__Quoted passage__.
============================================================
How to Paint Your uPVC Door?

Paint Your uPVC Door

uPVC doors have commonly been the first choice over the last few decades when building houses. It requires little maintenance and is cheap, making it a great option for contractors. However, for the homeowner, it is not necessarily the most aesthetically pleasing. Luckily, here you have a step-by-step guide on how to completely transform the appearance of the front of your house and your doorway by painting your uPVC door. It is really simple to do once you know how to, so if you’re not in a position to buy a new door but want something different, have a read on!

What is uPVC?

Firstly, it will be helpful to understand exactly what uPVC is so you understand the material you are dealing with. uPVC is a low maintenance building material mainly used as a cheaper alternative to wood. Most commonly, it is used for windows and doors, particularly when installing double glazing in new buildings. uPVC is extremely durable, and this combined with its cost effectiveness, makes it a very popular choice. On top of this, uPVC is also extremely energy efficient, so properties stay nice and warm and its inhabitants save money on their monthly bills. Plus, it is a more reliable material when it comes to home security.
============================================================
__Written exercise A__. Swap "keypoint" for "marker" in the entries from the first line up to and including the line with "column 124, row 237", and leave everything else unchanged.
============================================================
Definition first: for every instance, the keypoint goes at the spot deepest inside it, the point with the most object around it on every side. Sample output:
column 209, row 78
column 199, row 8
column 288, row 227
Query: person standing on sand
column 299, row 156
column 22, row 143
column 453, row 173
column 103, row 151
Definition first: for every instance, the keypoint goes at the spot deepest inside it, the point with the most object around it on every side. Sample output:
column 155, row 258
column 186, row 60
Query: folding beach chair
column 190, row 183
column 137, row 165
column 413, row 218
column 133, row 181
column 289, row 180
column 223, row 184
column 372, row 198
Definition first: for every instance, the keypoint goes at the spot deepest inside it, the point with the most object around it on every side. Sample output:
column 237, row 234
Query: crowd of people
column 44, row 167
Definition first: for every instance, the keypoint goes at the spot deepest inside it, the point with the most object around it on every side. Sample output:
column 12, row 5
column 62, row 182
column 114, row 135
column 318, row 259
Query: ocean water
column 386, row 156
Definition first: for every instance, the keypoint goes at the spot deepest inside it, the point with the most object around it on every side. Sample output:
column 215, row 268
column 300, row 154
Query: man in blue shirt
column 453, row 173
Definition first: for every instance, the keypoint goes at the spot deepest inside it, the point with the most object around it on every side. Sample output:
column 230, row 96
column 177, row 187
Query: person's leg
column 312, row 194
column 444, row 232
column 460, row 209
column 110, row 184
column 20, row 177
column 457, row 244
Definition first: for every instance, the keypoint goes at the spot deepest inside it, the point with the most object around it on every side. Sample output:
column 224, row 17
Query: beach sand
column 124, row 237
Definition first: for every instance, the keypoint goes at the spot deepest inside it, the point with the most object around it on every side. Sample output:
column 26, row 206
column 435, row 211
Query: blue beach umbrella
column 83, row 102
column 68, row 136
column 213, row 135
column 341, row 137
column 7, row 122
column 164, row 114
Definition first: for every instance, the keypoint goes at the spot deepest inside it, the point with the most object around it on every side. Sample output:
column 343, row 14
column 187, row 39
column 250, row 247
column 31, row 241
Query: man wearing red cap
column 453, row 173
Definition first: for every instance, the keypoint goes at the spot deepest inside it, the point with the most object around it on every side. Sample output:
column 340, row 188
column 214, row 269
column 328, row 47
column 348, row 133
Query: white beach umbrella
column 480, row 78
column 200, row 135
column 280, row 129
============================================================
__Written exercise B__. Translate this sentence from the guide to painting uPVC doors into Spanish: "uPVC is extremely durable, and this combined with its cost effectiveness, makes it a very popular choice."

__Reply A__.
Definition first: for every instance, the marker goes at the spot deepest inside it, the point with the most object around it on every side. Sample output:
column 209, row 78
column 199, row 8
column 288, row 227
Query: person standing on sand
column 299, row 156
column 22, row 143
column 453, row 173
column 103, row 151
Definition first: for every instance, the marker goes at the spot deepest inside it, the point with the most object around it on every side. Sample output:
column 155, row 258
column 186, row 60
Query: folding beach chair
column 190, row 183
column 137, row 165
column 413, row 218
column 133, row 181
column 289, row 180
column 223, row 184
column 372, row 198
Definition first: for every instance, the marker goes at the spot deepest inside it, the point with the most object around it on every side. Sample output:
column 237, row 234
Query: crowd of people
column 44, row 167
Definition first: for every instance, the marker goes at the spot deepest inside it, the point with the most object around it on every side. Sample output:
column 12, row 5
column 62, row 182
column 114, row 135
column 318, row 259
Query: ocean water
column 386, row 156
Definition first: for every instance, the marker goes at the spot deepest inside it, the point with the most object around it on every side. Sample output:
column 215, row 268
column 300, row 154
Query: man in blue shirt
column 453, row 173
Definition first: for every instance, the marker goes at the spot deepest inside it, the point with the most object around it on every side. Sample output:
column 230, row 96
column 177, row 187
Query: person's leg
column 312, row 194
column 444, row 232
column 460, row 209
column 110, row 184
column 20, row 177
column 457, row 244
Definition first: for every instance, the marker goes at the spot deepest inside it, the point with the most object around it on every side. Sample output:
column 224, row 17
Query: beach sand
column 124, row 237

__Reply B__. El uPVC es extremadamente duradero, y esto, combinado con su rentabilidad, lo convierte en una opción muy popular.